_TO DO:_
Your job is to copy all the entries precisely as they stand.

Stored entries
=-=-=-=-=
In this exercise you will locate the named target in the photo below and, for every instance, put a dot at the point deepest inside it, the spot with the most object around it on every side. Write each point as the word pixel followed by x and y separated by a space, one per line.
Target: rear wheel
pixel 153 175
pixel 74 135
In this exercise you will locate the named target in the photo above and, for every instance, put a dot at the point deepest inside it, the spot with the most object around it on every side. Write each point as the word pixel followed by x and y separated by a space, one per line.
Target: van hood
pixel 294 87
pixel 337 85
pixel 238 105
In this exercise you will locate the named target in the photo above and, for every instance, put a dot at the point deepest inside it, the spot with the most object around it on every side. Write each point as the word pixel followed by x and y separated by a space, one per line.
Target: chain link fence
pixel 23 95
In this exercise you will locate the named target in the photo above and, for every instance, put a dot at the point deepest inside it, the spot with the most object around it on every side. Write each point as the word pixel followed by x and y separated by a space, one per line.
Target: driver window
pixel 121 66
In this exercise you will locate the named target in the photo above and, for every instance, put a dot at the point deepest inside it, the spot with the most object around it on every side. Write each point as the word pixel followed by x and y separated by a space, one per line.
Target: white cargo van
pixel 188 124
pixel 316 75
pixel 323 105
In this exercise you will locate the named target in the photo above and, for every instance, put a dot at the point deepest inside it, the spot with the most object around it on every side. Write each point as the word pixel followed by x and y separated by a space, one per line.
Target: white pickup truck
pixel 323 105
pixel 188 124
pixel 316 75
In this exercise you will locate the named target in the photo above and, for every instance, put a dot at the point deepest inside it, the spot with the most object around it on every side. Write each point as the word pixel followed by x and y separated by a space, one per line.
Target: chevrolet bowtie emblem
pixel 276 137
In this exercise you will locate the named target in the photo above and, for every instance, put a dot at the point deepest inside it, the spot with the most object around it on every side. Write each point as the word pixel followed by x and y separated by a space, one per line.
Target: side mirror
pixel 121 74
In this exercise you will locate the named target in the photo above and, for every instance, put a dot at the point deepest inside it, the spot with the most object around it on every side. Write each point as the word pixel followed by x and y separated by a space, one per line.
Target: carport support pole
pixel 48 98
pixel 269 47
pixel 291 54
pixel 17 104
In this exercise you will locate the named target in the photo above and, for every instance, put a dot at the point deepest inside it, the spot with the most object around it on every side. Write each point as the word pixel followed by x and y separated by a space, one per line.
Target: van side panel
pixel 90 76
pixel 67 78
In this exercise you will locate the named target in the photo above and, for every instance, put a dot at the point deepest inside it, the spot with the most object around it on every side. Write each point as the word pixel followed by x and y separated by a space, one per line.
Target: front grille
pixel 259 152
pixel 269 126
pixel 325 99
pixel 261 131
=-=-=-=-=
_PROBLEM SOLUTION:_
In this exercise you will locate the named target in the photo below and, for every instance, put a dot at the point deepest inside it, the spot with the most object around it on every side. Write each point as the word pixel followed by x and y separated by a space, one per line.
Target: rear wheel
pixel 153 175
pixel 74 135
In this exercise you will locate the named target in the photo above and, for every instance, put a dot at the point deepest inside it, the spot with the most object around it on every side. Write each point as the word pixel followed by x and y separated by a space, one per line.
Target: van hood
pixel 294 87
pixel 337 85
pixel 238 105
In this exercise you will locate the named target in the photo above and, for every instance, put a dot at the point deepest inside it, the spot with the most object around it on every side. Write each point as the word pixel followed by x and y separated by a space, one per line.
Target: chain link fence
pixel 23 95
In this exercise you will locate the named target in the photo above and, for every instance, put a dot at the point deepest inside it, the spot with the most object around it on every side. Write each point as the word pixel followed by x and y separated by a space, one per line.
Target: driver window
pixel 121 66
In this exercise you will locate the named target in the photo above and, for every instance, put a dot at the point deepest inside it, the spot with the most object around it on every side. Write each point as the word pixel followed by x and y separated by a space, one per line.
Target: white cargo van
pixel 188 124
pixel 316 75
pixel 323 105
In this exercise you will locate the named target in the photo above and, for every instance, put a dot at the point deepest inside it, the spot with the most object around it on every side. Write each point as the word pixel followed by x and y separated by a space, one per line.
Target: white pickup truck
pixel 323 105
pixel 188 124
pixel 316 75
In this exercise you will locate the named target in the photo above and, for every instance, put a dot at the point deepest inside it, the spot with the most object around it on every side. Write each point as the word pixel followed by x and y separated by a space, one per line.
Target: chevrolet bowtie emblem
pixel 276 137
In this exercise you will locate the named target in the photo above and, for every instance, put a dot at the point deepest inside it, the spot with the most object around it on every side. Write each point as the word pixel followed by x and y separated by a space, one per line.
Target: side mirror
pixel 121 74
In this exercise you will locate the named target in the photo above and, for every instance, put a dot at the point deepest inside it, the spot with the most object around it on every side. Write each point as the word pixel followed by x and y separated by a space, one per line.
Target: carport support pole
pixel 48 98
pixel 269 47
pixel 291 54
pixel 17 104
In this exercise you will locate the named target in the photo above and, for every instance, put a dot at the point deepest inside it, the spot with the most object around it on every side. Write each point as the word pixel followed by x and y separated by a space, one per line.
Target: van side panel
pixel 90 76
pixel 67 78
In this exercise you will locate the named target in the photo above and, for every instance, put a dot at the point deepest inside it, the spot with the most object around it on every side. Write each point as the word pixel followed by x and y separated by a space, one per line.
Target: front grille
pixel 259 152
pixel 269 126
pixel 325 99
pixel 261 131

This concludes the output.